■ **MATERIAL SHOWN**:
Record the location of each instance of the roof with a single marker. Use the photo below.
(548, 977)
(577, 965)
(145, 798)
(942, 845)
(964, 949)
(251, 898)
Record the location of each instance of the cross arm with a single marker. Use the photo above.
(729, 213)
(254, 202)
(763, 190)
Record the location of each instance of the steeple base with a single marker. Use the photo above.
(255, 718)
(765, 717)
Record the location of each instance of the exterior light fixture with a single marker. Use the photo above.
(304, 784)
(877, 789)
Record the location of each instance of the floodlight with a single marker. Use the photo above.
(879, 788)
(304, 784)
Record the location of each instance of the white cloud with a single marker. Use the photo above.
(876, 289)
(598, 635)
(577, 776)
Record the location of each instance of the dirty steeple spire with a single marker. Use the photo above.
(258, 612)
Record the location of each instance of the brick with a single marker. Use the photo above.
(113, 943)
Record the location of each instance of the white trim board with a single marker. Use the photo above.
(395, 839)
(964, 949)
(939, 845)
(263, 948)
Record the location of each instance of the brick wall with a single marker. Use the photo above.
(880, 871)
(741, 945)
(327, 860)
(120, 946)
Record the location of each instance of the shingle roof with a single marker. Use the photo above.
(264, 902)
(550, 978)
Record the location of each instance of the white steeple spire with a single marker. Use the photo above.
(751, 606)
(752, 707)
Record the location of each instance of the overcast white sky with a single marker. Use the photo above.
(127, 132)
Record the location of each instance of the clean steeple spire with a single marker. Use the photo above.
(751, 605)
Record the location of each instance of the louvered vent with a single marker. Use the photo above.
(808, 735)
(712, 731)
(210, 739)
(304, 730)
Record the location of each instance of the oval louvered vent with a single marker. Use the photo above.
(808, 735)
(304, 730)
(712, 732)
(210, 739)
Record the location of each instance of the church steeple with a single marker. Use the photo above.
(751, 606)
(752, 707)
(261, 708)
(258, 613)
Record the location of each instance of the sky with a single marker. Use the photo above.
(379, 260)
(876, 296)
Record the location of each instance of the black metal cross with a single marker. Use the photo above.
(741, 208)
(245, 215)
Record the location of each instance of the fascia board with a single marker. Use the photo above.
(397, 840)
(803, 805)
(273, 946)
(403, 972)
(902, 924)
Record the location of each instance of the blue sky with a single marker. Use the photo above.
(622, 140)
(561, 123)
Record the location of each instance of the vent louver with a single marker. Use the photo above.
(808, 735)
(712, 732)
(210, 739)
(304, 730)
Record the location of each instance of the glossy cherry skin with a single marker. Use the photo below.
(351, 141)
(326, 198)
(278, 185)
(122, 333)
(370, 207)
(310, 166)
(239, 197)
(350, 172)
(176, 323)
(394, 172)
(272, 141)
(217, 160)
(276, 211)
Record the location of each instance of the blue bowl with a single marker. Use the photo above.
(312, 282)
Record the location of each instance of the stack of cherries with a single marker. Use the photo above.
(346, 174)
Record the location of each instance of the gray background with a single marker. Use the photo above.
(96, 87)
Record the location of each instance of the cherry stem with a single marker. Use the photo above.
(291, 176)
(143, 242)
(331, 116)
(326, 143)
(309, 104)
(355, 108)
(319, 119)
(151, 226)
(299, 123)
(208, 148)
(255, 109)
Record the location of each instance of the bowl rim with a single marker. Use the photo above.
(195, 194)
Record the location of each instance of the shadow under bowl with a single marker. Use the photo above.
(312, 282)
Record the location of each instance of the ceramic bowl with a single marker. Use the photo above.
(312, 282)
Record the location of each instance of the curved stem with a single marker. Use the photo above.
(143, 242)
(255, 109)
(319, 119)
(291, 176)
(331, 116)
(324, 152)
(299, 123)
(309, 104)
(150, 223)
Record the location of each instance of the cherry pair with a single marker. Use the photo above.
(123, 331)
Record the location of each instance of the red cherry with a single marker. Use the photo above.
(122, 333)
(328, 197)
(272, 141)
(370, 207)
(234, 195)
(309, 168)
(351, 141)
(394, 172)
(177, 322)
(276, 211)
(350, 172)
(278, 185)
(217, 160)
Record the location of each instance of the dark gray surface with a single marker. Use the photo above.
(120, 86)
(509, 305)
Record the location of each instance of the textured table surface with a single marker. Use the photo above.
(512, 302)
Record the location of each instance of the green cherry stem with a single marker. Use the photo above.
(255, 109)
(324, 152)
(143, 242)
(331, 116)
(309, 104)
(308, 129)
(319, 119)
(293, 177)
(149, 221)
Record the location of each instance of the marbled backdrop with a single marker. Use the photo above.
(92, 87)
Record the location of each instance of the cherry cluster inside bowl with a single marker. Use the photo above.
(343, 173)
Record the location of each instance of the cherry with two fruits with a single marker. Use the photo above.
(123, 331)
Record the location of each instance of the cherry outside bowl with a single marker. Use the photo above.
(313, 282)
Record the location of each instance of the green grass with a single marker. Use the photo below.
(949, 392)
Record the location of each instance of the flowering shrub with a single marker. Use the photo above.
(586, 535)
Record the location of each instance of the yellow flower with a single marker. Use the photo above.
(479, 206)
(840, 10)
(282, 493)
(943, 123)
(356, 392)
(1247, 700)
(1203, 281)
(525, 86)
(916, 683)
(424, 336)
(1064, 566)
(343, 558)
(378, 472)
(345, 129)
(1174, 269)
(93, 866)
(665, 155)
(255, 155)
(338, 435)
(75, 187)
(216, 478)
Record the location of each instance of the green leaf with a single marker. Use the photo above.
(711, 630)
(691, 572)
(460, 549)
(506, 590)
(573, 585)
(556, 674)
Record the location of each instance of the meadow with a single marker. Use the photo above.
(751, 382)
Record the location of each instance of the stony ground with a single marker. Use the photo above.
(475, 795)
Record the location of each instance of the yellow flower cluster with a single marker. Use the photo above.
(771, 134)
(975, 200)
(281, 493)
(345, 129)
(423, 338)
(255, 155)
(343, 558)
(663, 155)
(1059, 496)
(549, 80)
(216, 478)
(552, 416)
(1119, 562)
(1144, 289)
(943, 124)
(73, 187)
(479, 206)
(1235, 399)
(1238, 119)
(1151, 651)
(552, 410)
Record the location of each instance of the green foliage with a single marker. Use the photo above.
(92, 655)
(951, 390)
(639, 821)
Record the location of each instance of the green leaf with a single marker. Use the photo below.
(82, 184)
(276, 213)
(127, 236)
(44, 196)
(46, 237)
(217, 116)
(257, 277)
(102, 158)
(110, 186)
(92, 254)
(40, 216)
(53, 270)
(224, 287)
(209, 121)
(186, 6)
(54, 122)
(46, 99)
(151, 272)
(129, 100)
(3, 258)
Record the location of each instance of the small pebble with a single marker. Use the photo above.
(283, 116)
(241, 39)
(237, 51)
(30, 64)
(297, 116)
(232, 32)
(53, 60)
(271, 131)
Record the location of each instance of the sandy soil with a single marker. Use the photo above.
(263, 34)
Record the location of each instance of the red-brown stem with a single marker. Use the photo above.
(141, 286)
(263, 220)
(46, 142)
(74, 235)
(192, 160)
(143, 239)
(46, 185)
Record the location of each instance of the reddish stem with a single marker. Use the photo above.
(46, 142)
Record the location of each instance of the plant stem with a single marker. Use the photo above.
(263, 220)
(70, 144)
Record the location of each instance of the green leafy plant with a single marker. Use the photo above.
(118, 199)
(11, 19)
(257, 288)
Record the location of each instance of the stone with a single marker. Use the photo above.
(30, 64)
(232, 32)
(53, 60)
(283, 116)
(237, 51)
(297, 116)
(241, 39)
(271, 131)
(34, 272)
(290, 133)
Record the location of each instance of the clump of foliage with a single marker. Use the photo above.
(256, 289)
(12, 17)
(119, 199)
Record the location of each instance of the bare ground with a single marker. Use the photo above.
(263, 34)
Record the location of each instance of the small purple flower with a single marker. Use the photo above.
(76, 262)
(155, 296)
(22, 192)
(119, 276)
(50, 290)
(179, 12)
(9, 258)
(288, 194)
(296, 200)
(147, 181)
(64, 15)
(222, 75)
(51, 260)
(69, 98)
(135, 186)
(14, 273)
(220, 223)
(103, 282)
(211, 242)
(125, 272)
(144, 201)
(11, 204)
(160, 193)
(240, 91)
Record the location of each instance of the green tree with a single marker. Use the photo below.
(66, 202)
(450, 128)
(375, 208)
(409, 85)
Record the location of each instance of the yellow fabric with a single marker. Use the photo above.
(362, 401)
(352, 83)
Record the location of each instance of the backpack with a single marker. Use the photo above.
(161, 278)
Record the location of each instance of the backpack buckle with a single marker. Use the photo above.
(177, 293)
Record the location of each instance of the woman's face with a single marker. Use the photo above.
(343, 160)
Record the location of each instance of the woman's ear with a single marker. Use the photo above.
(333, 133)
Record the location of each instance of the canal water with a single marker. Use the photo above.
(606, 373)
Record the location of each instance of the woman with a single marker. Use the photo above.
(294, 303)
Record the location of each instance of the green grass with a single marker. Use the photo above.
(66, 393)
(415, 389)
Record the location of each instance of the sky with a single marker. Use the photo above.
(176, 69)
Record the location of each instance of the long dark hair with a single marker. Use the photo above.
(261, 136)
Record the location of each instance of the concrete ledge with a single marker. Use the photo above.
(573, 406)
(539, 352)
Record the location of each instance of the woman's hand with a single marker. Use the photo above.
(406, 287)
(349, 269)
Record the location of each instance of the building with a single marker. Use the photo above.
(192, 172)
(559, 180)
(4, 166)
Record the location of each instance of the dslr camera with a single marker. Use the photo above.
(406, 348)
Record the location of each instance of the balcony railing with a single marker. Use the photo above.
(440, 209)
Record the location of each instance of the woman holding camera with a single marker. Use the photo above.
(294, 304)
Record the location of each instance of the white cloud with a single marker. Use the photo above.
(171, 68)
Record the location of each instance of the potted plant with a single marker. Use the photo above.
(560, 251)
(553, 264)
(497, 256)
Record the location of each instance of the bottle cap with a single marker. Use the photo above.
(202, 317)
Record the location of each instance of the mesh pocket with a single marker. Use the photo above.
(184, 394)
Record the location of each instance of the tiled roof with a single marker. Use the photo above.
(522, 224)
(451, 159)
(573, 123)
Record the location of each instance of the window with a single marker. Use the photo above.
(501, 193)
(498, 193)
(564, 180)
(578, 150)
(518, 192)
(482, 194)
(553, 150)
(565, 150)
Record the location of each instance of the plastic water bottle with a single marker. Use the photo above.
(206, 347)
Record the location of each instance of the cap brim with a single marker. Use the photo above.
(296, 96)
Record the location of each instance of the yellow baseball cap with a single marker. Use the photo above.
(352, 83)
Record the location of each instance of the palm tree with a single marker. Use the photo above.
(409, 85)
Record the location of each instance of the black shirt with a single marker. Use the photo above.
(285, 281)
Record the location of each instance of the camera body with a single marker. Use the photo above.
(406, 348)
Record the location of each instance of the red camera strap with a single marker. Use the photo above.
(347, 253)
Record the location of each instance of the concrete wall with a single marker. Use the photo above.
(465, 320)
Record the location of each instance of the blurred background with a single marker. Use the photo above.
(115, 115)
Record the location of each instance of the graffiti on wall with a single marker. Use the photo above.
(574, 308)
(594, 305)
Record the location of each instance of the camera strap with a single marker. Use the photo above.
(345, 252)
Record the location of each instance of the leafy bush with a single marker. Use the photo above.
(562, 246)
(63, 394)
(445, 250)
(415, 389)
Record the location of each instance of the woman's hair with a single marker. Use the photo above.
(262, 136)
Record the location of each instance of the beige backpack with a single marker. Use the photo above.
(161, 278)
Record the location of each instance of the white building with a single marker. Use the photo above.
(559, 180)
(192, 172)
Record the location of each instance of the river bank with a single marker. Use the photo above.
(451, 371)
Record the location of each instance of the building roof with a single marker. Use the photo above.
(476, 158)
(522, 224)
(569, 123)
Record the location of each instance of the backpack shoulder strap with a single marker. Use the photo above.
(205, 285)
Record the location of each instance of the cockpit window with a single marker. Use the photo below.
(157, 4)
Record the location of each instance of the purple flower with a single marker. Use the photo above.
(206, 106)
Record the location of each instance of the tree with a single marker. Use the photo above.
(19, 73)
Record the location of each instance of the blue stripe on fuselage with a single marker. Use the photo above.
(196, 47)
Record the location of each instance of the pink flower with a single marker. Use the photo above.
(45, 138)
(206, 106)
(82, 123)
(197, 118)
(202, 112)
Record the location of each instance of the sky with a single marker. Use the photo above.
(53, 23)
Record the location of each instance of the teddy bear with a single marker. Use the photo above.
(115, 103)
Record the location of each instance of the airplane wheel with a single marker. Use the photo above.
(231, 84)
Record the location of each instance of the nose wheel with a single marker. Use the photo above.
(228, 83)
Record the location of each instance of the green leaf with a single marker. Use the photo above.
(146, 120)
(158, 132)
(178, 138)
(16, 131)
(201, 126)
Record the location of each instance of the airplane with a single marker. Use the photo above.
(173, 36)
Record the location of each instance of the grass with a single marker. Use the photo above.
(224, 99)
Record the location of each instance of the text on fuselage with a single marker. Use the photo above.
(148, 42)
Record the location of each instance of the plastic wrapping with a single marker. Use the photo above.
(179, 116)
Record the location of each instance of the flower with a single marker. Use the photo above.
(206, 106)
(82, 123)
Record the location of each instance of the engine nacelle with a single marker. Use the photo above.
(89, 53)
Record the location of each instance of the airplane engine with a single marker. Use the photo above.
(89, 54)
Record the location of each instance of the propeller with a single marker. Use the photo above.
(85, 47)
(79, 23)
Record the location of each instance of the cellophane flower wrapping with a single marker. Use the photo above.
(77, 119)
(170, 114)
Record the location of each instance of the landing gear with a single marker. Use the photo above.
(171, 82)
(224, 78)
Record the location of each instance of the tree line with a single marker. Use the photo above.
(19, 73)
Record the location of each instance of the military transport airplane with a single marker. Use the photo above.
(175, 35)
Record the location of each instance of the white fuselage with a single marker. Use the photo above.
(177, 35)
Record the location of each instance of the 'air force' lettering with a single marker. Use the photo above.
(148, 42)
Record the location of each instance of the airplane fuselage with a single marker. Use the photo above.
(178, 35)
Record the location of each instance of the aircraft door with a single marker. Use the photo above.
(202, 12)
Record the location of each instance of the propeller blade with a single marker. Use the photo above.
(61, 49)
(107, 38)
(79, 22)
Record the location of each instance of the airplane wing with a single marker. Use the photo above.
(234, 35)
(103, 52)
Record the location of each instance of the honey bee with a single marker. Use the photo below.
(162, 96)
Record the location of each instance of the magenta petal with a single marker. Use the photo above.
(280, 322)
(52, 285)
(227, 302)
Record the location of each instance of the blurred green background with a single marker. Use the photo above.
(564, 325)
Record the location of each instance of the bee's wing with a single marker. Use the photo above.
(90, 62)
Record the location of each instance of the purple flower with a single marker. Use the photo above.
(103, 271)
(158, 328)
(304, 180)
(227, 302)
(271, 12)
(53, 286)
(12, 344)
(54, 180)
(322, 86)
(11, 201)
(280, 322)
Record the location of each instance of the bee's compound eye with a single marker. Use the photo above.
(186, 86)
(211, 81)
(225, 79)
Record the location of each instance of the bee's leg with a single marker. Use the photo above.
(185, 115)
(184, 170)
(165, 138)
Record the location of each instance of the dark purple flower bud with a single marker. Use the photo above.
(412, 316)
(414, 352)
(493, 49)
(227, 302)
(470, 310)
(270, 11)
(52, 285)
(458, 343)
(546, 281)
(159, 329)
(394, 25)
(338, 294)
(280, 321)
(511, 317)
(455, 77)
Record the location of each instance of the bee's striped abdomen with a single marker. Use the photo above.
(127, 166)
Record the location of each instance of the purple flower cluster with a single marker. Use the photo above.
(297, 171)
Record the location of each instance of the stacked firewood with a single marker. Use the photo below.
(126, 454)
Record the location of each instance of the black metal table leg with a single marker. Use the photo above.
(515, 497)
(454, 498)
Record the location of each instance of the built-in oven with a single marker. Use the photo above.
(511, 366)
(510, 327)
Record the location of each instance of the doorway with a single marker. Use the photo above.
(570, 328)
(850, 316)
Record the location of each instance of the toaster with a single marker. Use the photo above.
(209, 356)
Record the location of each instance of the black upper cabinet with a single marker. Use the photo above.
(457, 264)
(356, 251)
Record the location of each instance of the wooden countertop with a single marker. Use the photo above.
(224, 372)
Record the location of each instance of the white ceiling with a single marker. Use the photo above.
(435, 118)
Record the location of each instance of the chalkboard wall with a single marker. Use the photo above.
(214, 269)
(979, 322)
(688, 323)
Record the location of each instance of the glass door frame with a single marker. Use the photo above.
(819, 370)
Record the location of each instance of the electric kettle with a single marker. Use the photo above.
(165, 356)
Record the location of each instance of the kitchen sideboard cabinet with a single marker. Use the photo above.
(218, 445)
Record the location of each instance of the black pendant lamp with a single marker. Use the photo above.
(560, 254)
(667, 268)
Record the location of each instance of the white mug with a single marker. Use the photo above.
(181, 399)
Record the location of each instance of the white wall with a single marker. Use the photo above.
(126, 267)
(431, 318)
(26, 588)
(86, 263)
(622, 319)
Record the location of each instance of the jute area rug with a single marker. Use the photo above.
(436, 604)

■ **TASK PROMPT**: Starting with the line that contains "Record the location of each instance of the wooden", write out each line through the end of the listing, exactly as it appears, and include nothing else.

■ **REPLY TO THE TASK**:
Record the location of each instance of the wooden countertop with a single marker. Use the photo above.
(224, 372)
Record the location of each instance of the white ceiling with a single marker. Use the photo above.
(435, 118)
Record the location of each instance of the chalkboard wall with a single marker. Use the photo above.
(214, 269)
(979, 322)
(688, 323)
Record the location of each instance of the glass door frame with a single marker. Use the photo above.
(819, 370)
Record the location of each instance of the electric kettle with a single marker. Use the photo above.
(165, 356)
Record the location of each instance of the kitchen sideboard cabinet with a single marker. Use the photo above.
(218, 445)
Record the location of each instance of the black pendant lamp with a single marker. Use the photo above.
(560, 254)
(667, 268)
Record the location of each instance of the white mug with a single marker. Use the photo above.
(181, 399)
Record the location of each instance of the white wall with a single marker. Use the photo above.
(126, 267)
(431, 318)
(26, 588)
(86, 263)
(622, 319)
Record the location of each instance of the jute area rug with a single marker. Use the photo above.
(436, 604)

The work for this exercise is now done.